WRITTEN INSTRUCTION 1 - Summarize the passage on trade relations with Russia in two sentences.
WRITTEN INSTRUCTION 2 - Write out the passage on trade relations with Russia word for word, between "Anders Aslund and" and "business in Russia.", inclusive.

Start PAGE TEXT

There is demonstrated and widespread bipartisan support for Russian PNTR among our colleagues in the House, as well as in the Senate. And we cannot and should not wait to pass this legislation which will greatly benefit American business and their employees as they seek entré into the expanding Russian market.
We all share serious concerns with the ongoing human and political rights situation in the Russian Federation, but the maintenance Jackson-Vanik does nothing to address those concerns.
What it does do is deny the United States and our business the ability to fully take advantage of the benefits of Russian accession to the WTO both in terms of market access and trade enforcement.
PNTR will provide the United States with important benefits at no cost to us.
With PNTR, American companies will be able to take full advantage of lower Russian tariffs, stronger IP protections, and other market-opening concessions that the Russians agreed to as part of joining the World Trade Organization.
Last month's WTO accession promises to open that country large and growing consumer market to exporters around the world.
Unfortunately, because we have yet to establish PNTR with Russia, all the members of the WTO except the United States are now fully benefiting from increased access to the growing Russian market, which is the world's 9th largest economy.
Unlike the United States, other countries also have the ability to use the WTO's dispute settlement process to help ensure Russia honors its new WTO commitments. This is particularly important in a market such as Russia's which is relatively new to market capitalism and continues to present serious problems for foreign businesses.
Anders Aslund and Gary Hufbauer from the Peterson Institute for International Economics predict that U.S. exports to Russia should double within 5 years after accession to the WTO. Evidence from countries that joined the WTO between 2000 and 2010 suggest this statistic to be true, and maybe even a conservative estimation. If Exports to Russia grow at the same rate as they did for exports to Ukraine and the Baltics, exports could triple, approaching $30 billion. This would place Russia among America's large second tier-markets, such as Australia, India and France.
Every day we have not passed PNTR is a day where we put this opportunity in jeopardy by according a competitive advantage to non-American companies doing business in Russia.
We have the opportunity now to pass bipartisan legislation that advances American economic interests, which should not dither and continue to allow the partisan politics of election season to prevent us from grasping that opportunity.

End PAGE TEXT
Start STORED RECORDS

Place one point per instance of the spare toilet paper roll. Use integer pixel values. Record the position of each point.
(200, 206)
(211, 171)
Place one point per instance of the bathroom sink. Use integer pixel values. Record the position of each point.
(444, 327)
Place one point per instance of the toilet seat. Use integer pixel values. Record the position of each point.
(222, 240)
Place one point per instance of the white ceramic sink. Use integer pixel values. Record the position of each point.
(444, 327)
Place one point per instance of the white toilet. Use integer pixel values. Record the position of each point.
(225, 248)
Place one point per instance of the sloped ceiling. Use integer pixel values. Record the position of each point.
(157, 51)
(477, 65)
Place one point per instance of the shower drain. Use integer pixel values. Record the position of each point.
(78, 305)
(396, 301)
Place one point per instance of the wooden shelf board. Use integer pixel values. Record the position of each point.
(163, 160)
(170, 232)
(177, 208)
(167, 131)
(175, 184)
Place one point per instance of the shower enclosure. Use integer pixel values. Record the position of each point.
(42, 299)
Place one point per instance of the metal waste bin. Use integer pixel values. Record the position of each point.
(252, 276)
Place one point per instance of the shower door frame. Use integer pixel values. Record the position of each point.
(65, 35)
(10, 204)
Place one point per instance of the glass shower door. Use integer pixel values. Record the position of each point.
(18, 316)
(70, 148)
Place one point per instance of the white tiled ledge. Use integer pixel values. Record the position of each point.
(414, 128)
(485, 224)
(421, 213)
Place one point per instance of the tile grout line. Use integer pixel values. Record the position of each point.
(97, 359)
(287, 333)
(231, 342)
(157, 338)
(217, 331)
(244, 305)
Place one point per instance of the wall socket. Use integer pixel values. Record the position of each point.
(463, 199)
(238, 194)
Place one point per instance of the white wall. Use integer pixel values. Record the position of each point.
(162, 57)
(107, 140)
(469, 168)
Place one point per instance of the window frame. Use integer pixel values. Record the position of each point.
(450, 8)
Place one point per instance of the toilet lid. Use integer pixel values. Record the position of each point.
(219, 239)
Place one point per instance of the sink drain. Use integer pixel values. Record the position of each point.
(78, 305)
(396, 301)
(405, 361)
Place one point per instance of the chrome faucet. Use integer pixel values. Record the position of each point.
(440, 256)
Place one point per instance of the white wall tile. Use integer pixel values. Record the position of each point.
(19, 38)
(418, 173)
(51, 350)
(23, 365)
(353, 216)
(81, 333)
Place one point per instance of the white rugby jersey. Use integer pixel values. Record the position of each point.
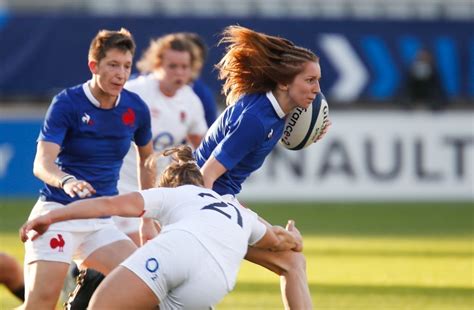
(224, 229)
(172, 119)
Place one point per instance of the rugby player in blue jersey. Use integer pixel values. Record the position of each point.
(265, 78)
(85, 136)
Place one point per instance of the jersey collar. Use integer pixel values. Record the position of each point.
(275, 104)
(91, 97)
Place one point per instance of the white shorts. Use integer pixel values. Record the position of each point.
(179, 270)
(70, 240)
(127, 225)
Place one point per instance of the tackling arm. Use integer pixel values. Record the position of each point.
(128, 205)
(277, 238)
(211, 171)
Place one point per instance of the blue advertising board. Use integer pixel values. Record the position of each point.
(360, 60)
(17, 151)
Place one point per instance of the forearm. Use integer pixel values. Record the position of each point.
(147, 169)
(286, 240)
(48, 172)
(147, 176)
(84, 209)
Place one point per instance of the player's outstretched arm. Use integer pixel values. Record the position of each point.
(128, 205)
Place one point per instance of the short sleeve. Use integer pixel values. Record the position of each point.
(154, 202)
(57, 121)
(198, 125)
(258, 229)
(244, 136)
(143, 133)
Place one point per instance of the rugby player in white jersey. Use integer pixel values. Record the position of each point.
(177, 114)
(194, 261)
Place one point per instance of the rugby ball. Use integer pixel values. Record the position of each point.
(303, 126)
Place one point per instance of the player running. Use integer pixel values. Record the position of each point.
(265, 78)
(194, 261)
(85, 136)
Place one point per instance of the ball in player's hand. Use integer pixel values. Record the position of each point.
(304, 126)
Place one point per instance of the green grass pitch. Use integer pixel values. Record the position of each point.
(359, 256)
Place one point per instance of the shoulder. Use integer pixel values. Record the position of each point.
(138, 83)
(186, 92)
(67, 97)
(132, 98)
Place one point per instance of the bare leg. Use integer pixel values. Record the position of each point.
(122, 289)
(291, 266)
(110, 256)
(11, 274)
(135, 236)
(44, 280)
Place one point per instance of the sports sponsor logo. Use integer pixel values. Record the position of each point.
(86, 119)
(128, 118)
(291, 123)
(152, 264)
(57, 243)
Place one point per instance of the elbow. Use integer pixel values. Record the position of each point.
(36, 169)
(109, 207)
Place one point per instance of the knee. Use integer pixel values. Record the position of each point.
(294, 262)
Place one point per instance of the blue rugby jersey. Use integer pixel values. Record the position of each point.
(241, 138)
(93, 141)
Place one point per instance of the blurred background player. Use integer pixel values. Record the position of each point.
(87, 131)
(423, 85)
(194, 261)
(203, 91)
(11, 275)
(177, 115)
(265, 78)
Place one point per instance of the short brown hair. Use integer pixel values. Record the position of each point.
(153, 56)
(108, 39)
(255, 62)
(183, 170)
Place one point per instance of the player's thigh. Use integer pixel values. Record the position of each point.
(106, 249)
(123, 289)
(43, 283)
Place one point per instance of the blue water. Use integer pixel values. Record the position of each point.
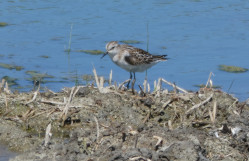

End STORED RECORDS

FULL OUTPUT 1 - The passage argues for passing PNTR with Russia now, saying that Jackson-Vanik does nothing to address human rights concerns and only keeps the United States from fully benefiting from Russia's WTO accession, including lower tariffs, stronger IP protections and use of the WTO dispute settlement process. It notes that all other WTO members already benefit from greater access to Russia's growing market, the world's 9th largest economy, and cites predictions that U.S. exports to Russia could double or even triple.

FULL OUTPUT 2 -
Anders Aslund and Gary Hufbauer from the Peterson Institute for International Economics predict that U.S. exports to Russia should double within 5 years after accession to the WTO. Evidence from countries that joined the WTO between 2000 and 2010 suggest this statistic to be true, and maybe even a conservative estimation. If Exports to Russia grow at the same rate as they did for exports to Ukraine and the Baltics, exports could triple, approaching $30 billion. This would place Russia among America's large second tier-markets, such as Australia, India and France.
Every day we have not passed PNTR is a day where we put this opportunity in jeopardy by according a competitive advantage to non-American companies doing business in Russia.